Brontekst:
● ● ● ●

Uittocht van het Spaanse garnizoen en katholieke geestelijken uit Breda
Uittocht van het Spaanse garnizoen en katholieke geestelijken uit Breda nadat stadhouder Frederik Hendrik de stad heeft veroverd, 1637.

Door dat soort ingrepen werd Brabant leeggeroofd, zo vonden katholieke historici die vanaf de late negentiende eeuw schreven over de geschiedenis van hun gewest en hard oordeelden over de bestuurders van de Republiek. Katholieken waren in die tijd bezig zich te emanciperen, nadat hun versie van het christendom ruim twee eeuwen lang op de tweede rang had gestaan. In de Republiek was het katholicisme officieel verboden geweest en dat had veel invloed op de Generaliteitslanden, waar veel katholieken woonden. In de praktijk werden katholieke kerken vaak oogluikend toegestaan – zeker naarmate de Republiek volwassener werd – maar om mee te draaien in de politiek moest een Nederlander al die tijd protestants zijn. Katholieken mochten niet meedoen.

Brabant werd leeggeroofd, vonden de katholieken

Vandaar dat katholieke Brabantse auteurs rond 1900 de Republiek door een donkere bril bekeken, inclusief het financiële beleid. Holland en de andere machthebbende gewesten zouden Brabant financieel hebben leeggezogen, waardoor de ooit bloeiende streek arm was geëindigd. Logisch dus dat de inwoners van Veghel zich hadden geroerd. En dat de elite van het dorp zich met de actie bemoeide, zoals bleek tijdens de rechtszaak.

Zwaar overdreven

Bezwaar na bezwaar stuurde de meierij van Den Bosch – de stad en omstreken – in de zeventiende en achttiende eeuw naar Den Haag over de belastingen die Brabanders moesten betalen. Wie ze leest, krijgt snel medelijden met de inwoners. Die waren straatarm, volgens de teksten. Bij gebrek aan geld voor een goed matras sliepen ze op stro en ze liepen blootsvoets of op klompen, want schoenen konden ze zich niet veroorloven. Vlees was een haast ongekende luxe. En juist die arme bevolking werd geplaagd met zware lasten uit Den Haag: zwaarder dan de Hollandse gewesten zichzelf oplegden.

Voor Brabantse historici van rond 1900 waren dit soort klachten aanleiding om te schrijven over het arme, uitgebuite Brabant. Maar historicus Ton Kappelhof, die ze later bestudeerde, concludeert dat ze strategisch waren geschreven en vol zaten met overdrijvingen. Armoede bestond zeker in de meierij, maar de suggestie dat de Brabanders loodzwaar werden belast, was fictie.

● ● ● ●

Aangeleverde gegevens:
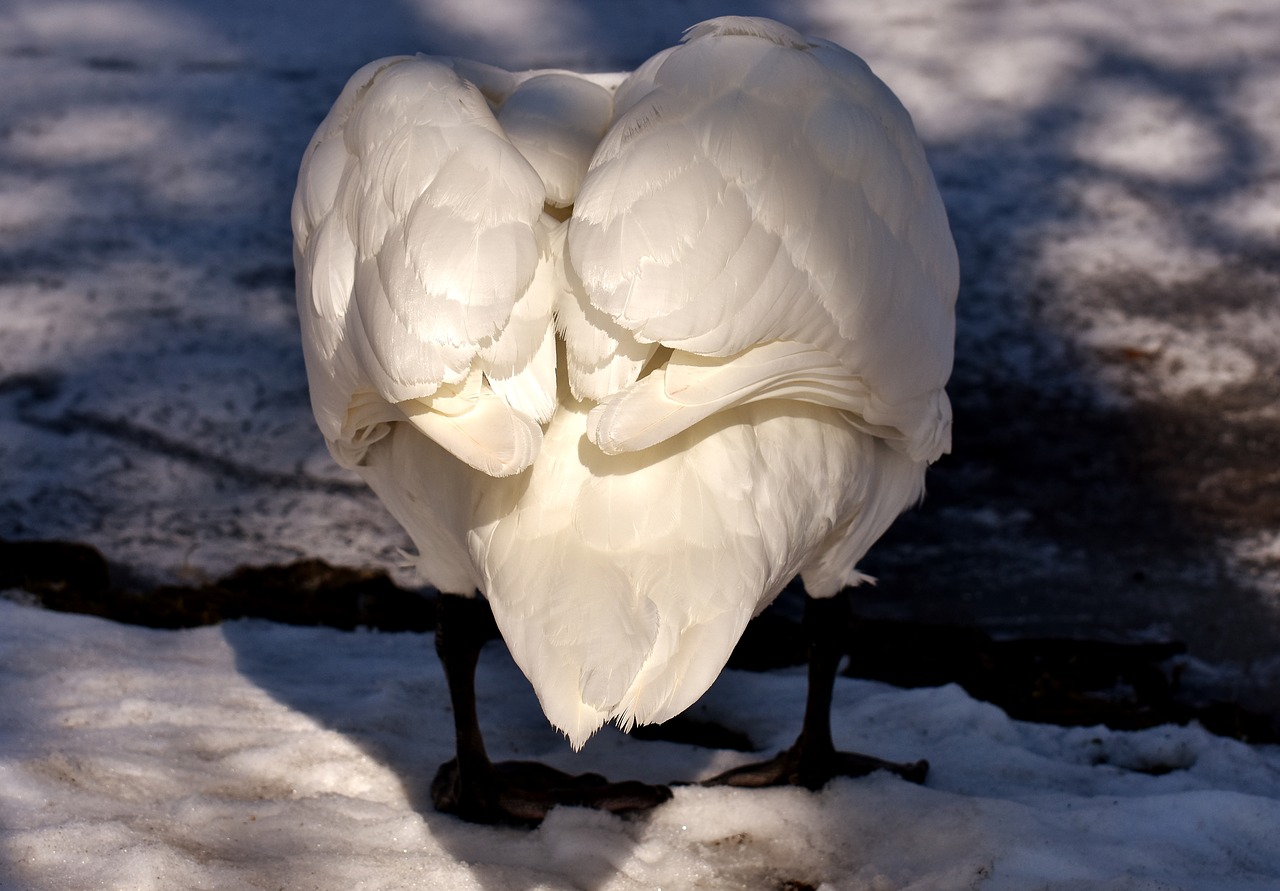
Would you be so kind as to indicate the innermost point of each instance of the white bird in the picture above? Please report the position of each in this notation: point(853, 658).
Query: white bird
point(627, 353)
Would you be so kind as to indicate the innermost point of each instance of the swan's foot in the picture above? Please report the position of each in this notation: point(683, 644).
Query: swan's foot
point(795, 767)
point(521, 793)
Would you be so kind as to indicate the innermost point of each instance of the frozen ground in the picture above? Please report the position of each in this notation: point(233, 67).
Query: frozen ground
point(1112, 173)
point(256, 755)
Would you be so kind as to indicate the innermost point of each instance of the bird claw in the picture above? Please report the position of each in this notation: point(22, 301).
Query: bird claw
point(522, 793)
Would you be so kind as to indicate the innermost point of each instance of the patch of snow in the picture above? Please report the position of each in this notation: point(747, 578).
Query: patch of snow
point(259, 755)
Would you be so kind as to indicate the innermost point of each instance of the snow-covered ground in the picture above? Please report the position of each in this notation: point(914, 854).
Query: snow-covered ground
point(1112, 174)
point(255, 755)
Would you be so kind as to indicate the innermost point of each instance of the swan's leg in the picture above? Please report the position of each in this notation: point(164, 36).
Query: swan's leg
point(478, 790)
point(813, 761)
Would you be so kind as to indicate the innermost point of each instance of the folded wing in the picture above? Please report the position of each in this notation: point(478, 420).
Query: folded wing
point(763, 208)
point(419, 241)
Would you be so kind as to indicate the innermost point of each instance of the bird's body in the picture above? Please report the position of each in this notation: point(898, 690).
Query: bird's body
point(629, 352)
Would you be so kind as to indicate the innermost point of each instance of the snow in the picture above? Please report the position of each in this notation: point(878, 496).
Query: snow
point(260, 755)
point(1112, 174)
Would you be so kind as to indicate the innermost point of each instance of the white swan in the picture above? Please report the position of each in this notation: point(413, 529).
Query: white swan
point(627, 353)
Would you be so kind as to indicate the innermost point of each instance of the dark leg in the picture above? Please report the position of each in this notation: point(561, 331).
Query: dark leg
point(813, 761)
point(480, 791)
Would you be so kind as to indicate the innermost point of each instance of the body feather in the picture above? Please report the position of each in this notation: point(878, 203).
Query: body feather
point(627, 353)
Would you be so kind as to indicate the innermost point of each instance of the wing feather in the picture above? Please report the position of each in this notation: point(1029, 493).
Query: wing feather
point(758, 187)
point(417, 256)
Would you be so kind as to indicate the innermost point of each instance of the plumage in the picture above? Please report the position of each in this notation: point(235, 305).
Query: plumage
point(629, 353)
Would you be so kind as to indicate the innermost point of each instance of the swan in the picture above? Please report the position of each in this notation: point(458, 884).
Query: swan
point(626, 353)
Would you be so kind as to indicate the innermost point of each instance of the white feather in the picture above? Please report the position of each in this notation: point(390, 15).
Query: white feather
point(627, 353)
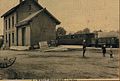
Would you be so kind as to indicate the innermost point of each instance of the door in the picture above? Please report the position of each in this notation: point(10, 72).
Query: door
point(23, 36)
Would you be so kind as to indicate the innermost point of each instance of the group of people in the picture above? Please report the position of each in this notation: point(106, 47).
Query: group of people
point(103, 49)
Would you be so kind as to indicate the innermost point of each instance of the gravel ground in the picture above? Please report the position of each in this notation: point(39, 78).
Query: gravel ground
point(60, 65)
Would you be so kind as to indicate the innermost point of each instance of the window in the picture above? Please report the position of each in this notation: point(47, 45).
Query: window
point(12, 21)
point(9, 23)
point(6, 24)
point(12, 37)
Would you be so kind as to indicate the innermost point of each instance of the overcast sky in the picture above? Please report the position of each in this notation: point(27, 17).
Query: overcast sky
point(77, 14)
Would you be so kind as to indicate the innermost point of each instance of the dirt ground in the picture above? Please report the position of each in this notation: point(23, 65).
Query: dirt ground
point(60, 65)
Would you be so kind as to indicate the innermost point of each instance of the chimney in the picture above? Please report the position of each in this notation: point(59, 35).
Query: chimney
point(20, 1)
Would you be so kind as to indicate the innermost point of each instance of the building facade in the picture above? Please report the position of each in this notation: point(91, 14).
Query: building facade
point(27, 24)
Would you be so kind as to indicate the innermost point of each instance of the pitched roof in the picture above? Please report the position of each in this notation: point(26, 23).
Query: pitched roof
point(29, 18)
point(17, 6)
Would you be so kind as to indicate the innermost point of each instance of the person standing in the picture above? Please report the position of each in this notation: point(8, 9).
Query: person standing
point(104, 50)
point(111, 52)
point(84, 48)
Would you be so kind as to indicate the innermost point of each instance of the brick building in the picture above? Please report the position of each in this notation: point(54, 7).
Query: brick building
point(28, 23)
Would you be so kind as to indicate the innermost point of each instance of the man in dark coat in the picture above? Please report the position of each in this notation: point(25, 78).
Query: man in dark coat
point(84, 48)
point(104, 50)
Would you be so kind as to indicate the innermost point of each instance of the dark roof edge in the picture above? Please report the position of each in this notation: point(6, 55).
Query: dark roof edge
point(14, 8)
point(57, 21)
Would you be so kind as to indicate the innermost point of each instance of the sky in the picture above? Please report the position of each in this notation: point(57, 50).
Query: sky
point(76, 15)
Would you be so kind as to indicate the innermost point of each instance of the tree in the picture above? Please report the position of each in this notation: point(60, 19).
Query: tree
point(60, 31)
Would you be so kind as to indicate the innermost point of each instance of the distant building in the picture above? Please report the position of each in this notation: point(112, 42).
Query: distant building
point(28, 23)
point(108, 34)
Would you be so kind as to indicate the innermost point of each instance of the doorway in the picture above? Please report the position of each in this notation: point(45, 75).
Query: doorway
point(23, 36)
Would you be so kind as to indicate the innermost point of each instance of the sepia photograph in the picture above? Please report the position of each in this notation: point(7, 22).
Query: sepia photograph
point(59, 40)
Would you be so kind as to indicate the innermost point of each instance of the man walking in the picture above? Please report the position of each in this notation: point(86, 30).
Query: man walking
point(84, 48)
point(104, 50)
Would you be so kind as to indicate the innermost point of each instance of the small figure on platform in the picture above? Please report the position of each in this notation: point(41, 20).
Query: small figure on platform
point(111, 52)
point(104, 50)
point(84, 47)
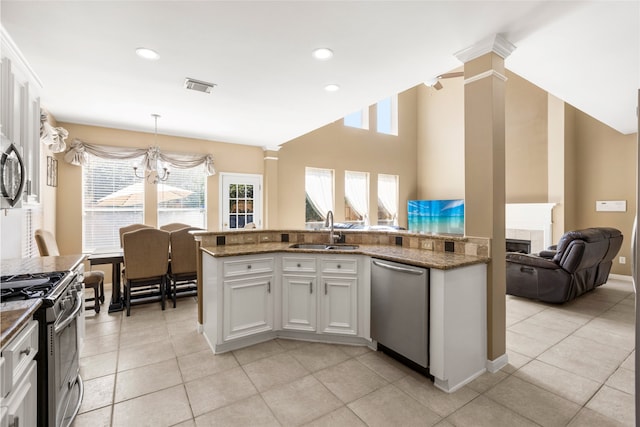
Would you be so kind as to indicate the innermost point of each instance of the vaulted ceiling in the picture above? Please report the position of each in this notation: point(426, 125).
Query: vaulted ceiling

● ● ● ●

Gestelde opdracht 1:
Welke historicus concludeerde volgens de brontekst dat de Brabantse bezwaarschriften strategisch waren geschreven en vol overdrijvingen zaten?
Gestelde opdracht 2:
Vervang "Query" door "Label" in de rijen, beginnend bij de rij met "notation: point(45, 75)." en eindigend bij de laatste rij, en geef die rijen verder ongewijzigd opnieuw weer. Laat de afbeeldingen daarbij weg.
De rijen staan helemaal los van de brontekst.

Antwoord op opdracht 1:
Ton Kappelhof.

Antwoord op opdracht 2:
Would you be so kind as to indicate the innermost point of each instance of the doorway in the picture above? Please report the position of each in this notation: point(45, 75).
Label: doorway
point(23, 36)
Would you be so kind as to indicate the innermost point of each instance of the sepia photograph in the picture above? Please report the position of each in this notation: point(7, 22).
Label: sepia photograph
point(59, 40)
Would you be so kind as to indicate the innermost point of each instance of the man walking in the picture above? Please report the position of each in this notation: point(86, 30).
Label: man walking
point(84, 48)
point(104, 50)
Would you be so kind as to indicate the innermost point of each instance of the small figure on platform in the picture above? Please report the position of each in this notation: point(41, 20).
Label: small figure on platform
point(111, 52)
point(104, 50)
point(84, 47)
Would you be so kind as to indicate the innermost point of each instance of the vaulted ceiling in the picture above? Please report the position of each in this notation: point(426, 125).
Label: vaulted ceiling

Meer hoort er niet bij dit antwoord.